• Excerpted passage:
# # #
Hitachi is attacking the carbon issue on multiple fronts. The company is actively developing its own oxyfuel combustion and CO2 capture technologies. Hitachi’s current emphasis is on building ultra-efficient coal plants that produce less carbon per kilowatt-hour produced, new nuclear plants that produce no carbon and various renewable technologies that either produce no carbon or are carbon-neutral. Those include hydroelectric, wind and biomass.

“We need conservation and CO2-neutral generation,” said Dr. Song Wu, director of advanced technology commercial applications for Hitachi. With its nuclear joint venture with GE (GE Nuclear Hitachi), the company is poised to be a major player in nuclear plant development. “We need a multi-pronged approach,” said Wu. “And one of the most cost effective approaches is efficiency. We are leading the new wave in sliding pressure supercritical plants.”

To date, Hitachi has provided supercritical boilers and turbnes for Genesee 3 and Keephills 3 in Alberta, Council Bluffs in Iowa, Elm Road in Wisconsin and the boiler for the Cliffside expansion in North Carolina. When complete, Cliffside will replace four old coal units. Eskom in South Africa recently ordered six supercritcal Hitachi boilers. Europe has taken a liking to supercritical coal plants as well. In recent years, Hitachi Europe has received orders for more than 14,000 MW of supercritical units. Hitachi Japan has supplied 50 supercritical units, including the 1,050 MW Tachibana-wan 2, one of the largest single-boiler coal units in the world.

“These plants with state-of-the-art boilers, turbines and air-quality control systems are very efficient,” said Wu. For example, Hitachi Tachibanawan 2 has a net efficiency of 42 percent. “Compre that to the current U.S. coal fleet that is about 33 or 34 percent efficient and you see the latest supercrtitical plants use 20 percent less fuel and produce 20 percent less CO2. We think this is the most cost-effective means of CO2 reduction,” Wu said. “And it’s a mature technology that’s commercially avalable.” He said that supercritical plants are more likely to be retrofitted with CO2 capture and sequestration technologies as they become proven.

“It’s interesting that in the 10 years since Europe signed the Kyoto Protocol, they have come to the conclusion that an effective way to help meet their Kyoto goals is to build an 800 or 1,000 MW supercritical power plant to replace old plants,” he said. “Supercritical is now recognized as best available technology in Europe. From a life cycle and cost point of view this is certainly the best near-term solution without causing too much economic penalty.”
# # #
• Raw data:
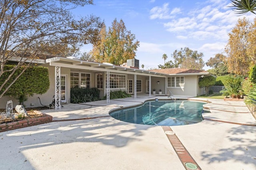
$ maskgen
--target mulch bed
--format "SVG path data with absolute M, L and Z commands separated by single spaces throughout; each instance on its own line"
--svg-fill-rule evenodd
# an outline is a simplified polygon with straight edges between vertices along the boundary
M 36 112 L 34 112 L 34 110 L 40 110 L 49 109 L 49 107 L 38 107 L 27 108 L 25 108 L 28 113 L 28 116 L 24 119 L 12 119 L 12 117 L 5 117 L 2 115 L 0 115 L 0 124 L 3 123 L 9 123 L 14 122 L 22 120 L 28 120 L 36 117 L 44 117 L 45 115 L 41 113 L 38 113 Z M 0 113 L 4 111 L 5 109 L 0 109 Z M 15 109 L 13 110 L 13 113 L 16 112 Z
# # #
• Required work:
[a] Repeat the passage on Hitachi's supercritical coal plants word for word, from "To date, Hitachi" up to and including "in the world.".
[b] Answer these questions using the passage on Hitachi's supercritical coal plants:
(i) What is the name of Hitachi's nuclear joint venture with GE?
(ii) How many Hitachi boilers did Eskom in South Africa recently order?
(iii) What net efficiency does Hitachi Tachibanawan 2 have?
[c] Decide whether each statement agrees with the passage on Hitachi's supercritical coal plants. Answer yes or no, and quote the words that decide it.
(i) When complete, Cliffside will replace four old coal units.
(ii) Hitachi Japan has supplied 14 supercritical units.
(iii) Supercritical is recognized as best available technology in Europe.
The listing is separate material, unconnected to the passage on Hitachi's supercritical coal plants.

• Task solutions:
[a]
To date, Hitachi has provided supercritical boilers and turbnes for Genesee 3 and Keephills 3 in Alberta, Council Bluffs in Iowa, Elm Road in Wisconsin and the boiler for the Cliffside expansion in North Carolina. When complete, Cliffside will replace four old coal units. Eskom in South Africa recently ordered six supercritcal Hitachi boilers. Europe has taken a liking to supercritical coal plants as well. In recent years, Hitachi Europe has received orders for more than 14,000 MW of supercritical units. Hitachi Japan has supplied 50 supercritical units, including the 1,050 MW Tachibana-wan 2, one of the largest single-boiler coal units in the world.

[b]
(i) GE Nuclear Hitachi
(ii) Six
(iii) 42 percent

[c]
(i) Yes: "When complete, Cliffside will replace four old coal units."
(ii) No: "Hitachi Japan has supplied 50 supercritical units"
(iii) Yes: "Supercritical is now recognized as best available technology in Europe."